_Compiti ed esercizi_:
1. Rispondi a queste domande sull'intervista sul Patto di Stabilità:
(a) Quali sono le tre grandi potenze rimaste in Europa dopo la Brexit?
(b) Con quali forze politiche il governo Scholz ha sottoscritto il contratto di governo?
(c) Quale Corte costituzionale nazionale viene citata in particolare come possibile ostacolo alla riforma dei Trattati?
2. Trascrivi senza modifiche il brano dell'intervista sul Patto di Stabilità da "La revisione del" fino a "in senso europeista?" compreso.

_Documento di origine_:
>>>

La revisione del Patto di Stabilità è il prossimo grande appuntamento per l’Unione. C’è spazio per una riforma dei conti pubblici in senso europeista?
«All’epoca di Maastricht vennero scelti dei numeri di finanza pubblica direi quasi “a caso”. Con la moneta unica vennero istituzionalizzati e resi sacri. Il “lato tedesco” forse non sarà più un ostacolo, proprio il cancelliere Olaf Scholz potrebbe essere la chiave di volta di una riforma in senso aperturista. Con Bruno Le Maire ha dimostrato negli ultimi due anni una visione a lungo termine degli interessi europei».
Quindi ci sarà “più Europa” dopo la pandemia?
«Ci sono alcune condizioni favorevoli nel Continente. Il governo italiano è oggi molto apprezzato e stimato. L’atteggiamento del premier Rutte e dei Paesi Bassi non è lo stesso di due anni fa. Anche l’Austria ha un governo diverso. Ma sarà soprattutto la grande intesa tra Macron, Scholz e Draghi che potrebbe portare ad una revisione strategica delle regole sul deficit e sul debito».
Dopo una parentesi infelice dei rapporti bilaterali Francia e Italia, l’asse Roma-Parigi, sul filo diretto tra Emmanuel Macron e Mario Draghi, sembra intenzionato a spingere sull’integrazione.
«In effetti la Brexit ha cambiato gli scenari. Fino al 2016 si confrontavano quattro Paesi forti in Europa e l’Italia era la parte più debole di questi. Adesso sono rimaste tre grandi potenze, Germania, Francia e Italia. L’asse Roma-Parigi riporta alla situazione di 70 anni fa, quando le iniziative franco-italiane guidavano lo sviluppo dell’Unione. Macron è più l’erede dei democristiani francesi dell’epoca, come Monnet e Schuman, che dei gollisti».
L’altro grande patto che governa l’Europa è quello tra Francia e Germania. Nonostante l’inflazione crescente, con il socialdemocratico Scholz insediato al Palazzo della Cancelleria federale si chiuderà finalmente il capitolo dell’austerità?
«Il governo Scholz potrebbe optare per una politica integrazionista sul modello di Helmut Kohl. I tedeschi hanno l’abitudine di stilare un contratto di governo serio e quello sottoscritto con i Liberali e i Verdi è molto più europeista di quelli del recente passato».
È in agenda l’istituzione di un’agenzia del debito europeo. Ma senza la politica sono rischiosi i passi in avanti nell’economia, la storia dell’Unione lo insegna.
«In pandemia abbiamo applicato straordinarie clausole di eccezionalità. Per andare oltre servirebbe la riforma dei Trattati. Ma qualsiasi governo, anche quello di Malta, potrebbe bloccare i lavori. Dal negoziato alle firme passa più di un anno, senza contare l’incognita dei possibili referendum. E in ultima battuta ci potrebbe essere il blocco da parte delle Corti costituzionali nazionali, penso soprattutto a quella della Germania».

<<<

_Dati forniti_:
>>>

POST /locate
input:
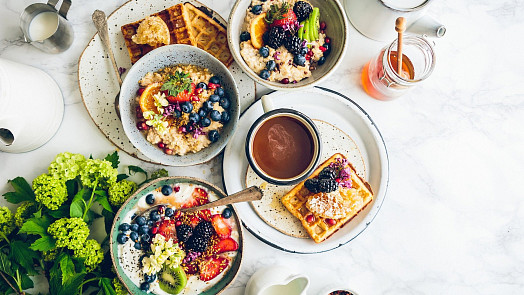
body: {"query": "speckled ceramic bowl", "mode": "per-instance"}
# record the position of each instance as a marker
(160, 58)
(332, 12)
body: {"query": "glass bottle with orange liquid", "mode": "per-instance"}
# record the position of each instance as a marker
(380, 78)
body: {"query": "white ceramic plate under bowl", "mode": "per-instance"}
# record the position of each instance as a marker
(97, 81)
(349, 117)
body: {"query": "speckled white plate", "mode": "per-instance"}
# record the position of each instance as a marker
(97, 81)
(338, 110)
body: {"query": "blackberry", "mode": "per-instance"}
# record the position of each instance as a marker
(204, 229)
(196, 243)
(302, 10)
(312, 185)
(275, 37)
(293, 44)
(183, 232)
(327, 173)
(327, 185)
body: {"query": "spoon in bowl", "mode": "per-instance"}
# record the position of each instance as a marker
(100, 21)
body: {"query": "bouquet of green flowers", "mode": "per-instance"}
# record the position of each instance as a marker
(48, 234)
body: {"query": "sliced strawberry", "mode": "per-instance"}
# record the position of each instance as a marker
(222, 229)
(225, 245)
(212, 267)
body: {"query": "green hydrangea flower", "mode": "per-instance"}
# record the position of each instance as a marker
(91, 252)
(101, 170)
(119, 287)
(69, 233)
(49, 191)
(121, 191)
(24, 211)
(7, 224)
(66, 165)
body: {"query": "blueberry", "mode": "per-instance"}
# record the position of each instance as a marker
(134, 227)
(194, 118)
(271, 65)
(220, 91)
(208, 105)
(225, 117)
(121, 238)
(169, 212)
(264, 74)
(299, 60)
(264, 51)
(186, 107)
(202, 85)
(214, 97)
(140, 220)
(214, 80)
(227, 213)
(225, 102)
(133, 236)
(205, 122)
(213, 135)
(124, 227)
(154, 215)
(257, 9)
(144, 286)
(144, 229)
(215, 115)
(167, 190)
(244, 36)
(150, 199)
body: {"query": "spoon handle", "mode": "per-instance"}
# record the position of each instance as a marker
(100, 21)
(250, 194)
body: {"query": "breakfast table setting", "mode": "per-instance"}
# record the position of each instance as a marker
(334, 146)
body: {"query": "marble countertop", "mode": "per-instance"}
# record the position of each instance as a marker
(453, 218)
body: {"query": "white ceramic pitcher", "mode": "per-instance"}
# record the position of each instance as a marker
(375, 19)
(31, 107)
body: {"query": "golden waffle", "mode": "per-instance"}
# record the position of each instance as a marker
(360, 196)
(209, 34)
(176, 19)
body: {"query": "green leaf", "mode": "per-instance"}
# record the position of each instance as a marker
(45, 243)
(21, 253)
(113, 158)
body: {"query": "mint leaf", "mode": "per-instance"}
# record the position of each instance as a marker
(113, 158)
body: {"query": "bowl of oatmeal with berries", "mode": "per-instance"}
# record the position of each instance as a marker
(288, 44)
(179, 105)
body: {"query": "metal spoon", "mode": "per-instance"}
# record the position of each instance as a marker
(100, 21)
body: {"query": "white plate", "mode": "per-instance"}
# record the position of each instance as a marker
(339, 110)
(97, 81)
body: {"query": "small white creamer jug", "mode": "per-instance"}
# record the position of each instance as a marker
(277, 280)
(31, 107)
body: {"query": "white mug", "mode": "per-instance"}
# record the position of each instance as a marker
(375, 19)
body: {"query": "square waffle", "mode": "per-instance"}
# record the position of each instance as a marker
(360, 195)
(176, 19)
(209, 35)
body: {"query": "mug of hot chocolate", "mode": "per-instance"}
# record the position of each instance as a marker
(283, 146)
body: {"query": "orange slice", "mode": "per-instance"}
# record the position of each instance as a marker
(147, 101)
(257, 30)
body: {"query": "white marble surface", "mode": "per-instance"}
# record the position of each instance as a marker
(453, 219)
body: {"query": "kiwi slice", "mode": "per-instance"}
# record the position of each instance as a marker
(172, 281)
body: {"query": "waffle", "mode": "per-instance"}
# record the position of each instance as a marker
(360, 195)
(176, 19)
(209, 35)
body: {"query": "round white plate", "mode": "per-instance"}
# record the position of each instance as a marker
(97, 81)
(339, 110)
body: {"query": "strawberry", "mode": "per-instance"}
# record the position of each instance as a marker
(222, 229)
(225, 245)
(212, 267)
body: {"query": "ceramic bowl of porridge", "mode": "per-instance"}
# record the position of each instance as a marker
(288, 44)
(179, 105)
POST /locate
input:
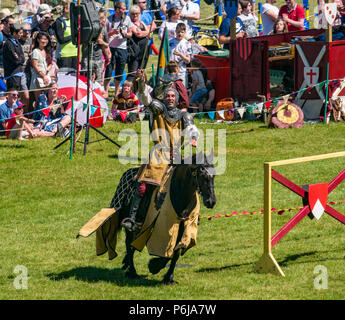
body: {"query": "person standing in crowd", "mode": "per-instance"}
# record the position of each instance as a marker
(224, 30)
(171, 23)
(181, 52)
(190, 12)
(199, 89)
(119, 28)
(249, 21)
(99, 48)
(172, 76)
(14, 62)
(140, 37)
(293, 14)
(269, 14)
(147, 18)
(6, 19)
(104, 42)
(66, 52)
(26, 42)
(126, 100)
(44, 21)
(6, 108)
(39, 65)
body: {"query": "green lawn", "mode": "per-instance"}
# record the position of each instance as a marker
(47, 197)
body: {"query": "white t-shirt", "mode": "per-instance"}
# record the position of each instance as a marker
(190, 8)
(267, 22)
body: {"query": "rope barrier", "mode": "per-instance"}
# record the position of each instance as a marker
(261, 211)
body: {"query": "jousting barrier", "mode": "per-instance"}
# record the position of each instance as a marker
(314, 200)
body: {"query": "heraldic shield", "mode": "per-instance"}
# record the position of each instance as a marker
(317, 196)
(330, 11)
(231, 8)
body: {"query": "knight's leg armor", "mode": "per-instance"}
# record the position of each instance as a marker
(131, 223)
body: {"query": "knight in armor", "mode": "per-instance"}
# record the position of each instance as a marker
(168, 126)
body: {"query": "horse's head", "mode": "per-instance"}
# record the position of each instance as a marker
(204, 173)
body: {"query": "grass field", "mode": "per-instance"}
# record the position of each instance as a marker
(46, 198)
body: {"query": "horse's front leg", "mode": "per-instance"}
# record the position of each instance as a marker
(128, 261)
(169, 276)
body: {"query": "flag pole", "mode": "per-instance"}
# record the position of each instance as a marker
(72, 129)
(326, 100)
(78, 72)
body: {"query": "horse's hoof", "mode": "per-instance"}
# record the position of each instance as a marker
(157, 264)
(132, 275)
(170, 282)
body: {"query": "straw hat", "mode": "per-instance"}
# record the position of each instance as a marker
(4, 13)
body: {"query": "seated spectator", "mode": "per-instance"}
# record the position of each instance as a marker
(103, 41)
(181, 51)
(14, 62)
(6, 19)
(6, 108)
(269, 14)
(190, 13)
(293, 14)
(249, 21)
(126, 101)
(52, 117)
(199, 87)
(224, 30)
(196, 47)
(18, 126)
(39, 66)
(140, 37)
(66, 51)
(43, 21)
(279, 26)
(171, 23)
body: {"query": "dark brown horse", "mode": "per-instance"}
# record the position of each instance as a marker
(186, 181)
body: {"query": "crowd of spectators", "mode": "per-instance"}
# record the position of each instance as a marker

<<<
>>>

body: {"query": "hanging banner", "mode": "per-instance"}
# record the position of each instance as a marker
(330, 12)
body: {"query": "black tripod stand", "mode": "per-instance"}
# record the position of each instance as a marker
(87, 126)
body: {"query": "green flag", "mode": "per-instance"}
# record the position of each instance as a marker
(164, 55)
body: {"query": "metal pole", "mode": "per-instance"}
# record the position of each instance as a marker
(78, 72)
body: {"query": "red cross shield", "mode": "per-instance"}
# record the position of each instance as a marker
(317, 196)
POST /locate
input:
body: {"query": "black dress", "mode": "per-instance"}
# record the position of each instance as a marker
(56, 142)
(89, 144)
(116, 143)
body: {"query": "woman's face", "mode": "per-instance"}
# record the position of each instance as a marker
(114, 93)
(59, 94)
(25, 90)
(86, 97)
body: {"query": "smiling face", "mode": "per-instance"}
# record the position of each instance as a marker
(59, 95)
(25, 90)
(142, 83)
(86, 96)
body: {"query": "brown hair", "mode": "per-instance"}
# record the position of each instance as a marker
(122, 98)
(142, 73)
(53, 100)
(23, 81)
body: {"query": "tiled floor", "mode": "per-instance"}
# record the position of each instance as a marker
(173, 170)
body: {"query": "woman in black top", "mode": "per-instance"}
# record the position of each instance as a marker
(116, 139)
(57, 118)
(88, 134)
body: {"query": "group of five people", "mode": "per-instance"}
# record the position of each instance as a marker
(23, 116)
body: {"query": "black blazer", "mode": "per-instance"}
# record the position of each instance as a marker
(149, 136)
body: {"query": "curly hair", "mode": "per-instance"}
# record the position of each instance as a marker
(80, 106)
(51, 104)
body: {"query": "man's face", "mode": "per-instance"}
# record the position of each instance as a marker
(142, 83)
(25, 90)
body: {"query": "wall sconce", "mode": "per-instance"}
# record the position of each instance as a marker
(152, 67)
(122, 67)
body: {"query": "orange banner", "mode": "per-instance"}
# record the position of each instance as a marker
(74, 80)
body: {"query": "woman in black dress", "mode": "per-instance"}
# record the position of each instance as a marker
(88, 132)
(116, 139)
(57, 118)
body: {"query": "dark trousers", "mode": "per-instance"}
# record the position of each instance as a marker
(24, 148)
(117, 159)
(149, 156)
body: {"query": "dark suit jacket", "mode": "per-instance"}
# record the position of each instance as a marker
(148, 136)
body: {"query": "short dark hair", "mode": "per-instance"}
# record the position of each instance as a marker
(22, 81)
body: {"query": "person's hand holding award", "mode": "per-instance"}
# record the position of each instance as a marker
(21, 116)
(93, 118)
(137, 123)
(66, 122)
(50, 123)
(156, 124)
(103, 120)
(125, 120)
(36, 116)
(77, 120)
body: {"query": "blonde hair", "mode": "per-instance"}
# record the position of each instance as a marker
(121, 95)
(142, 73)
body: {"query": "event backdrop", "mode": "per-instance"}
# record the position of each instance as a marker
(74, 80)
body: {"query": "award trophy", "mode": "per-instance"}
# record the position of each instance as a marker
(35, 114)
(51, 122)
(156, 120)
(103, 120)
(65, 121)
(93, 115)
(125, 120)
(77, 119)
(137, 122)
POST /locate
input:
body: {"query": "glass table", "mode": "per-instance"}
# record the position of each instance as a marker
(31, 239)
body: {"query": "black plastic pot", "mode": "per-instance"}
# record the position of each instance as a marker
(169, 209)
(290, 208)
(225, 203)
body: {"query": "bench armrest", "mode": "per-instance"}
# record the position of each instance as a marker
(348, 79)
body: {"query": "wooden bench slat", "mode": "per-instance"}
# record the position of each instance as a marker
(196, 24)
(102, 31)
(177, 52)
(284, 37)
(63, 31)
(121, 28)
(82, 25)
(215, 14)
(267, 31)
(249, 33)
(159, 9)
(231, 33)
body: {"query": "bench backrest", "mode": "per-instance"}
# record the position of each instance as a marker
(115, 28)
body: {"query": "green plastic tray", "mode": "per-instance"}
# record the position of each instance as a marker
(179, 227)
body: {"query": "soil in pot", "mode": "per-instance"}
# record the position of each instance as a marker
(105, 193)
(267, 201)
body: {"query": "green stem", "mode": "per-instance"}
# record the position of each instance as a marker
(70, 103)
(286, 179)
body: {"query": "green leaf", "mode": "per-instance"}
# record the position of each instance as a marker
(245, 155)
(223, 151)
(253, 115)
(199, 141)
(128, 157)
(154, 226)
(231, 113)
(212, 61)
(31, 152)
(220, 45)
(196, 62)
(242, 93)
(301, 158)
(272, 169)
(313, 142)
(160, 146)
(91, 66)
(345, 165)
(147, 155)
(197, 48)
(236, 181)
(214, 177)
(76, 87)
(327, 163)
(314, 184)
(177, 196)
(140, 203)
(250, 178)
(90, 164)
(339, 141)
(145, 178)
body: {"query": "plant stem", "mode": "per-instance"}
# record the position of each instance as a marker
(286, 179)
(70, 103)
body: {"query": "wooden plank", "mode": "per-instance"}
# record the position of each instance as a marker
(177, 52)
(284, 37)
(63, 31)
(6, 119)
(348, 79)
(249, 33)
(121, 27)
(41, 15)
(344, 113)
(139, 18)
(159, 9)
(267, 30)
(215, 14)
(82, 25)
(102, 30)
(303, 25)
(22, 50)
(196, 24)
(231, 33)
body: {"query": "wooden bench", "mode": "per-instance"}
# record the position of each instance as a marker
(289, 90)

<<<

_Soluzioni per compito_:
1.
(a) Germania, Francia e Italia.
(b) Con i Liberali e i Verdi.
(c) Quella della Germania.

2.
La revisione del Patto di Stabilità è il prossimo grande appuntamento per l’Unione. C’è spazio per una riforma dei conti pubblici in senso europeista?